* Written problem:
Reproduce verbatim the lines below, from the line containing "Q: Point out every instance of the white ute" through the line containing "x=1027 y=572", both included.

— Start of Records for the task —

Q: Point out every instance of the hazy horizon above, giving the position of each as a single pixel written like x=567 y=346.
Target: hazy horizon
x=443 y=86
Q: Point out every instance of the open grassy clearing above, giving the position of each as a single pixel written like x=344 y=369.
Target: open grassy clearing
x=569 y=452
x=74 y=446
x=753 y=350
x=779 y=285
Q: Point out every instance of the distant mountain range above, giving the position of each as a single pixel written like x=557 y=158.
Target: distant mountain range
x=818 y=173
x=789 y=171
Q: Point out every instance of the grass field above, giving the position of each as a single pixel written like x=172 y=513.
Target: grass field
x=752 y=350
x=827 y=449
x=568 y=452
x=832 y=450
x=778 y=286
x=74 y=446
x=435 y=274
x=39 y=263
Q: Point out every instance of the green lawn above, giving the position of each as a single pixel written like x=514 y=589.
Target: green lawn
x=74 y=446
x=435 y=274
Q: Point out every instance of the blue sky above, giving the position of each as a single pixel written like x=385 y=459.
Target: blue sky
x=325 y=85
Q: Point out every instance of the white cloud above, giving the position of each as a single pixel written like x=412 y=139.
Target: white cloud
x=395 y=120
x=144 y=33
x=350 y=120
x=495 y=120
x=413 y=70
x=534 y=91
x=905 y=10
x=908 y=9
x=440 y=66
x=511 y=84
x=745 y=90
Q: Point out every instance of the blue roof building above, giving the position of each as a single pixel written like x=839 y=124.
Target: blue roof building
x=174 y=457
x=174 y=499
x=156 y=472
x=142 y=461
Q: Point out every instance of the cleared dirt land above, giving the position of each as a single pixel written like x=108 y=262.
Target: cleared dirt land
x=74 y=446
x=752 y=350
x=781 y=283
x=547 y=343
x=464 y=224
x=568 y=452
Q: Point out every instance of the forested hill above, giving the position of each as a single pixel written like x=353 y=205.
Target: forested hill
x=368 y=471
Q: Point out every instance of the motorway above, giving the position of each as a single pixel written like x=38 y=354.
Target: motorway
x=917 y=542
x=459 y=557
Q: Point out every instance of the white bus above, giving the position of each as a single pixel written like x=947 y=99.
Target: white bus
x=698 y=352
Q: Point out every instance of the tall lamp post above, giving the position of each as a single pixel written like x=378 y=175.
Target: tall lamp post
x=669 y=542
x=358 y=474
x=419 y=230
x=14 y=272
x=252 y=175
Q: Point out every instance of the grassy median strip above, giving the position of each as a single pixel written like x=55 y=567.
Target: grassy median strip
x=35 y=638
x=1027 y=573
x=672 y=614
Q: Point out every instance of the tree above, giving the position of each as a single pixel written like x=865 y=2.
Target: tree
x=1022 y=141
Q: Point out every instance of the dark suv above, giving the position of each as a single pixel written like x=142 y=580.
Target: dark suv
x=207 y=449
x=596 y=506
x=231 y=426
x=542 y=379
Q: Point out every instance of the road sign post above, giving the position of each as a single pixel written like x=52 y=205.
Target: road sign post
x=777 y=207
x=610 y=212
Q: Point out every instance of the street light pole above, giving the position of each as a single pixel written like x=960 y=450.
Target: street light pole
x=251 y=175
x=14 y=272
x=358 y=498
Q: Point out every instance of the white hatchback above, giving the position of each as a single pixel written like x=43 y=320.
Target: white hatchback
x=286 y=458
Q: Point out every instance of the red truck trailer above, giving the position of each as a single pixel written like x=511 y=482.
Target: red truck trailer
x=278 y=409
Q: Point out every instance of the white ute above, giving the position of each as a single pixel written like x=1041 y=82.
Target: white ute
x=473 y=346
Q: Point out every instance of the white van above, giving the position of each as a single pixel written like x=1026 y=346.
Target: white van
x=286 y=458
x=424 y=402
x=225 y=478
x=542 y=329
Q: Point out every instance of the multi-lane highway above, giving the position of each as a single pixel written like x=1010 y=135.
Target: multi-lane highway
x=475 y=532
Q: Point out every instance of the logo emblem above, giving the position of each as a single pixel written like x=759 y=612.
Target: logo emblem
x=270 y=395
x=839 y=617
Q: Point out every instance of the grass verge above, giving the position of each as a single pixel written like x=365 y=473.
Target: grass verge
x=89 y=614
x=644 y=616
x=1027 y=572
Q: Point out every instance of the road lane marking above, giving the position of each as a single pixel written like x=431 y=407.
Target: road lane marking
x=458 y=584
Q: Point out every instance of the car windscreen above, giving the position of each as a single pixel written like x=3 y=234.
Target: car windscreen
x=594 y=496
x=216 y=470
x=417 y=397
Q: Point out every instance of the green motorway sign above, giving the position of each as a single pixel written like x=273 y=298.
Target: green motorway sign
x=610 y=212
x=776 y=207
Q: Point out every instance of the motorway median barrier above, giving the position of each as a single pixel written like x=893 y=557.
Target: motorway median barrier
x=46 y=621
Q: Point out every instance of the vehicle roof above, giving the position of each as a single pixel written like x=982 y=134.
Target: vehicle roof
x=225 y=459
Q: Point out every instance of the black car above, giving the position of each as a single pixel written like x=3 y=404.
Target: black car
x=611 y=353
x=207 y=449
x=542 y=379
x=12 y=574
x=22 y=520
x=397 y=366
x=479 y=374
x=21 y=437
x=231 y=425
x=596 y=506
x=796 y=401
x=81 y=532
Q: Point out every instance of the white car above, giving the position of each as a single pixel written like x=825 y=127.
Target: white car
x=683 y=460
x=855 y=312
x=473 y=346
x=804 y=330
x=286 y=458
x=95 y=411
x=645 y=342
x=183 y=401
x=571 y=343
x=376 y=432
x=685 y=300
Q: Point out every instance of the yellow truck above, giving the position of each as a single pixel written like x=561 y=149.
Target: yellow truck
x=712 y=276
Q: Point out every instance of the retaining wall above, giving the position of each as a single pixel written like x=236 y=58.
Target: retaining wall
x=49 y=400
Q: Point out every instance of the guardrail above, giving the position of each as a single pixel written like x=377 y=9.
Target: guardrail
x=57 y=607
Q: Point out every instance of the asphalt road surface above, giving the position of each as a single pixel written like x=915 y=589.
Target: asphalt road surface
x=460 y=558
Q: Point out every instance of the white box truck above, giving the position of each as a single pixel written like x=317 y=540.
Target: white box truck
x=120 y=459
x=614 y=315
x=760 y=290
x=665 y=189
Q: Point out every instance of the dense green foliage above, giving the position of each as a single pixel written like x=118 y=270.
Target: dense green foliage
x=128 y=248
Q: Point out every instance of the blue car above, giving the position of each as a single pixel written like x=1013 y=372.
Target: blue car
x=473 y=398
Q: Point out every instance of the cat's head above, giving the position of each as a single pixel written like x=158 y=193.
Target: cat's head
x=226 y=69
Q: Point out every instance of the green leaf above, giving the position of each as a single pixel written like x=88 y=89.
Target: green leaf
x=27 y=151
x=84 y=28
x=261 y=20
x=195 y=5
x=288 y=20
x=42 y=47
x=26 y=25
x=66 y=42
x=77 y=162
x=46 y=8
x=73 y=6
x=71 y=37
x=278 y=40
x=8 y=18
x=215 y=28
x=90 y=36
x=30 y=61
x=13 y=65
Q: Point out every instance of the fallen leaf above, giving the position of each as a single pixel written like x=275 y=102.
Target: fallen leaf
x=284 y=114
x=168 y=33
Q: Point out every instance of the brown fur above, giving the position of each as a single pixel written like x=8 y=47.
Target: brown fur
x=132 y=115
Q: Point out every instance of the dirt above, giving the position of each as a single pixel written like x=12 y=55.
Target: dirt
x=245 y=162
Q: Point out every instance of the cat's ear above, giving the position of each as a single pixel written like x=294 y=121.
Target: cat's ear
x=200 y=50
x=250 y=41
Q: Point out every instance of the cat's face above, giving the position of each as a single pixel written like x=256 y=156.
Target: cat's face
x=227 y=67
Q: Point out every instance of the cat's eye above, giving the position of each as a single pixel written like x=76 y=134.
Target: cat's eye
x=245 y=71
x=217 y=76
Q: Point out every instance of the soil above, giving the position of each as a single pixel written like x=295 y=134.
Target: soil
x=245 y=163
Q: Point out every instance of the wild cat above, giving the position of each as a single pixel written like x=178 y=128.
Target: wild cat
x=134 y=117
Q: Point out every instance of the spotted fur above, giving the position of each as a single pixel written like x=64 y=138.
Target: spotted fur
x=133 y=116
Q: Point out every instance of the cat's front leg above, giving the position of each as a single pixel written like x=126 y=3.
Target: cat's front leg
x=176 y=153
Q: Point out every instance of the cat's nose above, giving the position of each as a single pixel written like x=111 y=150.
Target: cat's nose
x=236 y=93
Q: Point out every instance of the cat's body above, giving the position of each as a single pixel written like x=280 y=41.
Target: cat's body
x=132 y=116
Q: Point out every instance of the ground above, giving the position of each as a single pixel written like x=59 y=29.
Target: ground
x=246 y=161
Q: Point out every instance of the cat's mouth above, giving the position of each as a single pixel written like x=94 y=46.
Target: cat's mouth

— End of Records for the task —

* Output of the task:
Q: Point out every instance of the white ute above, giving the position of each as a single pixel written like x=1041 y=82.
Target: white ute
x=473 y=346
Q: Point out every instance of the white van above, giving the position of each as a single pixel written like x=1026 y=346.
Target: white van
x=286 y=458
x=424 y=402
x=225 y=478
x=542 y=329
Q: Point out every instance of the multi-lane highway above, giving the position of each as a single pixel written like x=1010 y=135.
Target: multi-lane highway
x=475 y=532
Q: Point out every instance of the logo emblem above, giving the position of each as a single pixel written like x=759 y=612.
Target: logo emblem
x=270 y=395
x=839 y=617
Q: Point out every instance of the grass verge above, giving the position of each as a single pixel written like x=365 y=473.
Target: grass verge
x=89 y=614
x=644 y=616
x=1027 y=572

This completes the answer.